Source text

The word “curry” may come from the Tamil word “kari”, which changed over time into “curry”.  Curry means different things to different Peoples.  In the West, we think of curry in the form of a powder, which is a blend of spices, or of dishes seasoned with it.  In India it refers to a stew or saucy dish, which would typically contain ginger, chiles, cumin, coriander, turmeric, and sometimes onion and garlic, as well as garam masala, an Indian blend.  Garam masala (garam means “hot”, masala means “blend”) is a blend of the sweeter spices, such as cinnamon, cloves, nutmeg, allspice, cardamom and pepper.

In Indonesian, Indian and African where curry refers to a preparation, a sauce or gravy.  The flavorings of a curry dish will vary by region, by ingredients used and by family tradition.  Each preparation, i.e., vegetable curry, chicken curry, lamb curry, etc. uses different blends of spices for each of those different preparations.  There isn’t a generic “curry powder” in most households.  These early seasoning blends would not have been hot, as chiles were a New World discovery and made their way to the East and Africa in about the 16th century.  Curry and curry powder continue to evolve and each Asian or African country or area has its own particular version of what we think of as curry.

Goal of the exercise
Echo the stretch of the curry passage above from "In Indonesian, Indian" through "of as curry.", word for word.

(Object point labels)
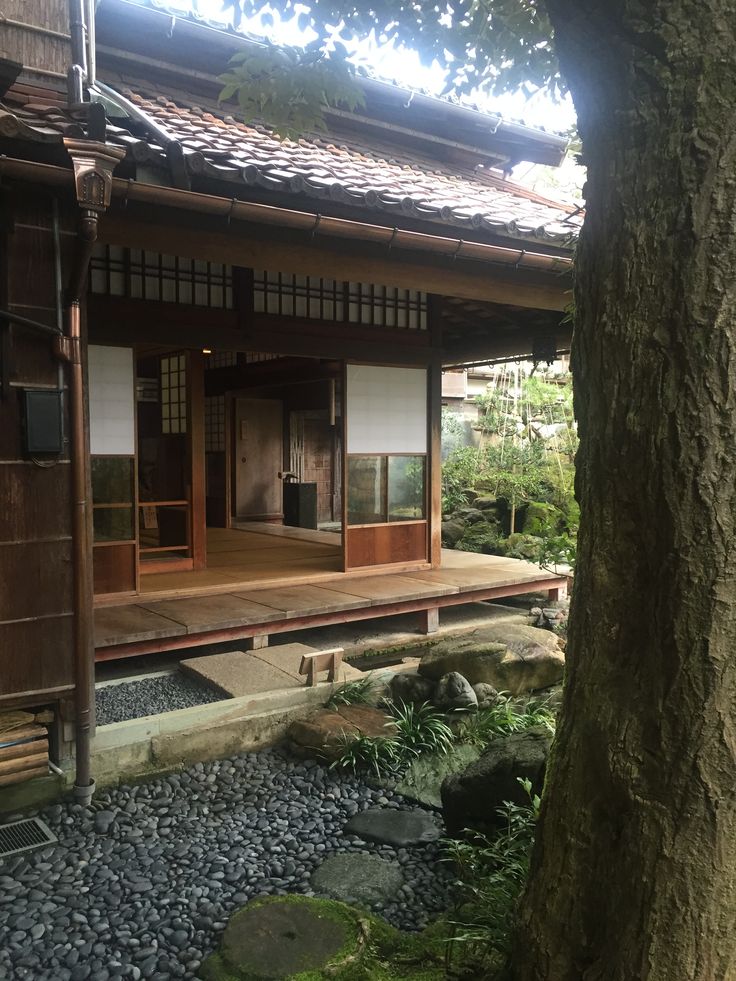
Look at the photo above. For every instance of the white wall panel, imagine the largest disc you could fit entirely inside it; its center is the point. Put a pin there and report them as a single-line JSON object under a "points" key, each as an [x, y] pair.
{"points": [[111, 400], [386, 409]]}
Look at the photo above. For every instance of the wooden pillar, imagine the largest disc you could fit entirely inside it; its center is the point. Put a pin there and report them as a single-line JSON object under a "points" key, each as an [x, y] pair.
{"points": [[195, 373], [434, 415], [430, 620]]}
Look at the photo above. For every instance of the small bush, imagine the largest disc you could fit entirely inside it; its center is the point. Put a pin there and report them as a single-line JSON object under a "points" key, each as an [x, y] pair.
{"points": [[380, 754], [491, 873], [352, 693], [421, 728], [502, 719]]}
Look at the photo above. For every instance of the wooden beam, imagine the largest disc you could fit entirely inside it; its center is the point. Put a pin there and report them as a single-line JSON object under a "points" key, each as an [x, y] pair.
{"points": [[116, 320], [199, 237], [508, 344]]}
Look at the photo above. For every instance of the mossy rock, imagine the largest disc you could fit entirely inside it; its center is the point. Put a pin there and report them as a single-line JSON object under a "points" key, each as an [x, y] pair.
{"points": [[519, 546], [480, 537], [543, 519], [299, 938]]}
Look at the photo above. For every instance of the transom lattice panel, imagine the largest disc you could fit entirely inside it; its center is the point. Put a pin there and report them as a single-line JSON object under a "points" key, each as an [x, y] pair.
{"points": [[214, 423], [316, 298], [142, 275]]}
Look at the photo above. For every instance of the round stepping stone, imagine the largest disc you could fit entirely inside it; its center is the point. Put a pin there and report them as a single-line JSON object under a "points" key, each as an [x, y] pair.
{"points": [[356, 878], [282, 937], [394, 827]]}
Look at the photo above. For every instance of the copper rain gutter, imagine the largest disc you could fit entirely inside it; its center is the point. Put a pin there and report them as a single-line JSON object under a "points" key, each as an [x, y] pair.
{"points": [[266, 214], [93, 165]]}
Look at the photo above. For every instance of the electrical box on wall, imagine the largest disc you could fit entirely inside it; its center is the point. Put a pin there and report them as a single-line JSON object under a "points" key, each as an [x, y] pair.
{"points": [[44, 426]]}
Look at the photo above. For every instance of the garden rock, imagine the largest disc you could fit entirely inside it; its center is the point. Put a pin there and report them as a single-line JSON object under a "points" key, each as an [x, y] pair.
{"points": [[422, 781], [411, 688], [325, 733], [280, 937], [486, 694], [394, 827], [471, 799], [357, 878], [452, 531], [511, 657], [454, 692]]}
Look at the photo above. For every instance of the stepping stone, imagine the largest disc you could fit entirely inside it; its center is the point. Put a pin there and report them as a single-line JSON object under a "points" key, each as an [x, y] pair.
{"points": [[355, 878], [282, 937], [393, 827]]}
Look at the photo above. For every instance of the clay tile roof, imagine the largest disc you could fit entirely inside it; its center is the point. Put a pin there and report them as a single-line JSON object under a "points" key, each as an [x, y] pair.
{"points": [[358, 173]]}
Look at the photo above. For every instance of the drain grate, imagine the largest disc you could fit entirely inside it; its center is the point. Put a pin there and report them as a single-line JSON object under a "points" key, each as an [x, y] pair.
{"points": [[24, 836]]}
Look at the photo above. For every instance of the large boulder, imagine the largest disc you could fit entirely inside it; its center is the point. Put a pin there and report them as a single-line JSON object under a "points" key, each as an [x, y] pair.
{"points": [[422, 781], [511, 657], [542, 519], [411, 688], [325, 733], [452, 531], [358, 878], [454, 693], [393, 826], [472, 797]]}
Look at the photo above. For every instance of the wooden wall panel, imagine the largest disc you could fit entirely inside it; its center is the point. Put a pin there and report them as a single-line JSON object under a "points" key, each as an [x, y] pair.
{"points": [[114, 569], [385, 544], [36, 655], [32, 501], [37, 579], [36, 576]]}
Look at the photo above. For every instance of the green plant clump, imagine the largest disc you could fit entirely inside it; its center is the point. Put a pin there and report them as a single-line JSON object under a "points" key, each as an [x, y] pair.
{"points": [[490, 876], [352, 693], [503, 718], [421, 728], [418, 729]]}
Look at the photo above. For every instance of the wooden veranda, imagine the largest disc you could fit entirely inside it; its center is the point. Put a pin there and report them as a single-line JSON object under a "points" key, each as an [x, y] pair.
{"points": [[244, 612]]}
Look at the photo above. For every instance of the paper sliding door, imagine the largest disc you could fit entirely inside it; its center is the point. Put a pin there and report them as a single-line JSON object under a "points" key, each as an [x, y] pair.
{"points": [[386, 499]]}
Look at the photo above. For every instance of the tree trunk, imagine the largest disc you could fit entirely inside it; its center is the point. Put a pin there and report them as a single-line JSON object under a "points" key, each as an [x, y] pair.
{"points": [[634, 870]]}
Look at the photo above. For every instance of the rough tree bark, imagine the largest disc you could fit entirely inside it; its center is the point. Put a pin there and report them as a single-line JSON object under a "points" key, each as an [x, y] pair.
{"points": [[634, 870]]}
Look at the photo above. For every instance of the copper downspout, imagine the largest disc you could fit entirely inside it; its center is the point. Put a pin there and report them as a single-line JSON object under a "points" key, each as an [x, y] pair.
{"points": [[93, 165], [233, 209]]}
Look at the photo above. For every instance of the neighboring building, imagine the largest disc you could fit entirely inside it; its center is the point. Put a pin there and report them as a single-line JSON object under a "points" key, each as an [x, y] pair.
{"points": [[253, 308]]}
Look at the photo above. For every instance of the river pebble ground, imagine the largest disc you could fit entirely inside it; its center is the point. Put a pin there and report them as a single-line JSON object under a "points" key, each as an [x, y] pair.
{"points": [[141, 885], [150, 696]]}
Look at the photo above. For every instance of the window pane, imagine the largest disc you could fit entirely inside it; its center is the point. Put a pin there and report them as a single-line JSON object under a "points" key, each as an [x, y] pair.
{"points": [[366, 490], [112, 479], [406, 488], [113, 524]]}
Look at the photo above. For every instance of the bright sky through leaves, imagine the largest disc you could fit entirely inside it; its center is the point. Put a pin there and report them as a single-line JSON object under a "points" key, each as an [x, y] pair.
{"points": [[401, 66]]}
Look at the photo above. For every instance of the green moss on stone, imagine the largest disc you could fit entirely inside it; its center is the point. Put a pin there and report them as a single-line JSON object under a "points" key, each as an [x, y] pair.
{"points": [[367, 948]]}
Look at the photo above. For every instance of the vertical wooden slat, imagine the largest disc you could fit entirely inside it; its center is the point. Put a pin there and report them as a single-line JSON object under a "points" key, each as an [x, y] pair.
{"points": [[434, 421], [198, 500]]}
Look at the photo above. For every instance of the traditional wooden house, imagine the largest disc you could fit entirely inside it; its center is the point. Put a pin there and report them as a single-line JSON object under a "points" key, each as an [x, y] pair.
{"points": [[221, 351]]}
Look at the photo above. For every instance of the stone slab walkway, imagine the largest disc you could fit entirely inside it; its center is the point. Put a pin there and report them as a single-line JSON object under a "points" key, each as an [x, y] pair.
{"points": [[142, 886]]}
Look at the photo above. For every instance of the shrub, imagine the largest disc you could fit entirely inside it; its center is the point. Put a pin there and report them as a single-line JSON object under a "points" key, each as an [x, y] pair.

Answer to this problem
In Indonesian, Indian and African where curry refers to a preparation, a sauce or gravy.  The flavorings of a curry dish will vary by region, by ingredients used and by family tradition.  Each preparation, i.e., vegetable curry, chicken curry, lamb curry, etc. uses different blends of spices for each of those different preparations.  There isn’t a generic “curry powder” in most households.  These early seasoning blends would not have been hot, as chiles were a New World discovery and made their way to the East and Africa in about the 16th century.  Curry and curry powder continue to evolve and each Asian or African country or area has its own particular version of what we think of as curry.